Problem 1: In the commentary on media coverage of Israel's offensive in Lebanon, what did Israel do in January 2004 in return for an Israeli spy?
Problem 2: Transcribe part of the commentary on media coverage of Israel's offensive in Lebanon, beginning at the words "Curtis points to" and stopping after "destruction, the better.".

Provided passage:
________

Chris Hedges, formerly foreign correspondent for The New York Times and currently a senior fellow at the Nation Institute, has noted some of the missing context:
"This isn't the first time that Israeli soldiers have been captured. We've had long and painful negotiations over kidnapped Lebanese, and Israel has made cross-border incursions into Lebanon to capture Lebanese for years and years and years. That's something well known to Lebanese and probably not as well known to other people." ('United States and the Context Behind Israel's Offensive on Lebanon,' Democracy Now! July 17, 2006; )
Hedges also recalled that massive aerial bombardment has not always been deemed the necessary Israeli response - in January 2004, Israel freed more than 400 Arab prisoners in return for an Israeli spy.
But kidnapped Lebanese and Palestinians do not exist for our media, just as Palestinian civilians killed by Israeli artillery in May and June are ignored in seeking the causes of conflict. The poverty, malnutrition and oppression within the giant open prison that is Gaza also do not exist as any kind of justification for actions in "self-defence".
Conclusion - Purely For The Cameras
The public is relentlessly bombarded by the fraudulent media version of events: Israel is merely 'retaliating' in 'self-defence'. Condoleeza Rice (often referred to, affectionately, as 'Condi') is an honest broker seeking peace. And, the icing on the propaganda cake, Britain is biased +towards+ Arabs. Patrick Wintour and Ewen MacAskill wrote in the Guardian on July 21:
"In private, the Foreign Office, which has a reputation as being traditionally pro-Arabist, is sceptical about the Israeli strategy and its impact on the wider Middle East." ?
We asked British historian Mark Curtis for his response:
"This is the traditional mainstream media view - 'pro-Arabist' being some nice, meaningless term. In fact, the record clearly shows that Britain has played it both ways - both strongly backing its favoured Arab dictators ('pro-Arabist') and at the same time arming Israel and supporting its aggression. Current policy is a good example. Traditionally, Britain has also armed both sides. Of course it is by no means against UK interests to have ongoing instability and conflict in the Middle East - the goals are control over oil and having pro-Western regimes in place, after all, not weird notions of peace or democracy, which are purely for the cameras." (Email to Media Lens, July 26, 2006)
Curtis points to a dark, and for the mainstream media all but unthinkable, truth - when state goals are best achieved by exploiting an overwhelming military advantage, peaceful negotiation, diplomacy and compromise can come to be seen as threats to be crushed at every turn. From this perspective, the more vicious the killing, the more wanton the destruction, the better.

________

Data for analysis:
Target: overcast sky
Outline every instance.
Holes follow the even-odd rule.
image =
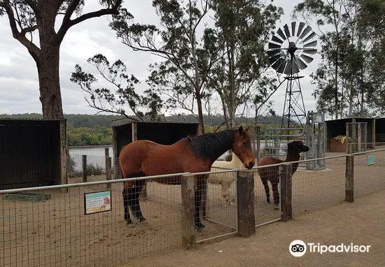
[[[98,0],[86,1],[84,12],[97,9],[98,2]],[[154,24],[157,20],[151,2],[150,0],[125,1],[124,5],[134,15],[136,22]],[[298,0],[274,1],[285,13],[277,27],[283,27],[292,21],[290,14],[298,2]],[[59,68],[64,113],[96,113],[87,106],[84,94],[78,85],[69,80],[75,64],[87,66],[87,59],[96,53],[106,55],[110,62],[121,59],[129,72],[141,80],[139,89],[146,87],[144,81],[148,75],[148,66],[157,62],[158,58],[148,53],[133,52],[122,44],[108,28],[108,19],[101,17],[86,20],[71,27],[64,36],[60,50]],[[0,17],[0,113],[41,113],[35,62],[27,49],[13,38],[6,15]],[[315,108],[315,101],[311,95],[314,85],[310,84],[309,75],[316,68],[319,57],[319,55],[316,55],[315,60],[301,72],[305,76],[301,79],[301,87],[307,111]],[[282,85],[272,97],[277,115],[282,113],[285,85]]]

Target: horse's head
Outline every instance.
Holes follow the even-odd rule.
[[[255,160],[251,150],[251,138],[248,134],[248,127],[244,129],[241,126],[238,129],[238,131],[235,133],[231,150],[242,161],[246,168],[251,168],[255,164]]]
[[[295,140],[288,143],[288,152],[293,151],[300,154],[300,152],[306,152],[309,151],[309,147],[304,145],[302,141]]]

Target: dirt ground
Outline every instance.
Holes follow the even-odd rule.
[[[332,208],[257,228],[255,236],[204,244],[190,250],[141,257],[128,266],[385,266],[385,190]],[[369,252],[307,253],[294,257],[294,240],[322,245],[370,245]]]
[[[356,196],[385,188],[385,153],[376,154],[374,166],[368,166],[366,159],[367,155],[356,156],[355,159]],[[290,266],[308,265],[311,261],[305,262],[303,259],[315,259],[316,255],[305,255],[303,259],[295,259],[298,261],[293,261],[285,249],[287,257],[281,257],[284,255],[282,247],[288,247],[293,240],[301,238],[307,242],[328,244],[337,241],[355,244],[362,242],[363,245],[368,243],[372,246],[373,253],[379,253],[380,248],[384,247],[375,245],[378,240],[385,243],[384,192],[381,192],[382,195],[377,193],[374,196],[356,199],[353,204],[343,203],[344,160],[344,157],[328,160],[326,168],[321,171],[308,171],[303,166],[299,168],[293,178],[295,217],[293,222],[258,228],[257,235],[249,239],[230,238],[224,243],[205,245],[191,252],[179,250],[181,238],[178,185],[148,183],[148,199],[141,201],[146,221],[139,223],[134,220],[130,226],[126,225],[123,219],[121,183],[112,185],[111,211],[88,215],[84,215],[84,193],[105,190],[105,185],[74,187],[69,193],[61,190],[44,191],[52,196],[51,199],[45,202],[9,201],[1,199],[0,196],[0,266],[108,266],[127,261],[132,261],[126,266],[146,266],[155,261],[153,265],[149,266],[171,266],[174,262],[181,266],[200,264],[206,266],[217,266],[214,260],[217,257],[222,261],[228,260],[227,265],[231,266],[258,266],[260,261],[265,260],[265,264],[270,265],[268,264],[284,259]],[[90,177],[88,180],[104,179],[104,177],[94,176]],[[70,180],[80,181],[81,178]],[[279,218],[279,211],[274,210],[272,204],[266,203],[258,175],[255,181],[256,224]],[[232,194],[234,189],[234,187]],[[209,185],[208,196],[208,215],[212,221],[203,221],[206,228],[197,237],[200,240],[233,233],[236,226],[237,207],[221,204],[220,186]],[[338,204],[340,205],[335,206]],[[310,213],[332,206],[335,207]],[[371,236],[374,237],[368,239]],[[382,239],[378,239],[380,237]],[[311,239],[316,238],[316,240]],[[221,249],[220,244],[227,246]],[[221,253],[218,252],[220,250]],[[151,253],[158,256],[146,256]],[[372,255],[371,253],[368,255]],[[198,257],[201,254],[202,257]],[[380,259],[380,254],[375,256],[375,260]],[[322,255],[319,261],[330,259],[329,257]],[[365,256],[360,256],[363,257]],[[344,259],[344,255],[333,254],[332,259],[340,257]],[[143,259],[149,261],[143,261]],[[204,264],[201,264],[200,259]],[[384,257],[382,259],[385,266]],[[332,261],[330,261],[332,266],[338,265]],[[286,261],[276,262],[276,265],[284,262]],[[361,266],[361,262],[357,262],[352,266]],[[319,261],[316,266],[326,264],[328,262]]]

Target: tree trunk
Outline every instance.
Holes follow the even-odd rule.
[[[59,78],[59,48],[60,44],[55,43],[41,45],[41,57],[36,62],[43,117],[48,120],[63,118]]]
[[[36,16],[41,52],[36,59],[43,117],[57,120],[63,117],[59,77],[59,57],[62,40],[57,38],[55,21],[57,6],[39,2],[40,15]],[[37,60],[36,60],[37,59]]]
[[[197,96],[197,106],[198,106],[198,118],[200,120],[200,134],[204,134],[204,122],[203,121],[203,110],[202,108],[202,99],[200,96],[200,93],[196,93]]]

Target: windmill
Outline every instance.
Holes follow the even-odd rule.
[[[293,22],[290,27],[286,24],[272,36],[267,51],[271,66],[276,72],[286,75],[286,93],[281,128],[287,122],[290,127],[303,128],[306,110],[298,73],[313,61],[317,41],[310,26],[304,22]]]

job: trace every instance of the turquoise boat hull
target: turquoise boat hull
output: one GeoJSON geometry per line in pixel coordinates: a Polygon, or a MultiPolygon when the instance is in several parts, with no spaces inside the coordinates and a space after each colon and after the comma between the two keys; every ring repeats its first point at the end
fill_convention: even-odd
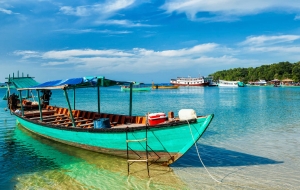
{"type": "MultiPolygon", "coordinates": [[[[131,127],[131,128],[109,128],[109,129],[84,129],[73,127],[60,127],[42,124],[39,121],[26,119],[16,115],[17,123],[25,129],[68,145],[116,155],[130,159],[140,159],[146,156],[146,143],[149,159],[169,165],[185,154],[195,142],[202,136],[214,115],[200,117],[187,121],[178,121],[171,124],[156,126],[131,127]],[[130,150],[127,153],[126,140],[146,141],[130,142],[130,150]],[[138,156],[139,155],[139,156],[138,156]]],[[[130,127],[130,125],[128,125],[130,127]]]]}
{"type": "MultiPolygon", "coordinates": [[[[150,91],[151,87],[133,87],[132,91],[150,91]]],[[[130,91],[130,88],[121,87],[121,91],[130,91]]]]}

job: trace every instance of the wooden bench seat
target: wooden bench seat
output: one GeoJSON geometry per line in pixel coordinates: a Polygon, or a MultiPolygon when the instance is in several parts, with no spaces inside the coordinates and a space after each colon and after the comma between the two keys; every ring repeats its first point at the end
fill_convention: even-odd
{"type": "Polygon", "coordinates": [[[81,128],[91,128],[94,126],[94,123],[85,123],[85,124],[81,124],[78,125],[77,127],[81,127],[81,128]]]}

________

Answer box 1: Israel freed more than 400 Arab prisoners.

Answer box 2:
Curtis points to a dark, and for the mainstream media all but unthinkable, truth - when state goals are best achieved by exploiting an overwhelming military advantage, peaceful negotiation, diplomacy and compromise can come to be seen as threats to be crushed at every turn. From this perspective, the more vicious the killing, the more wanton the destruction, the better.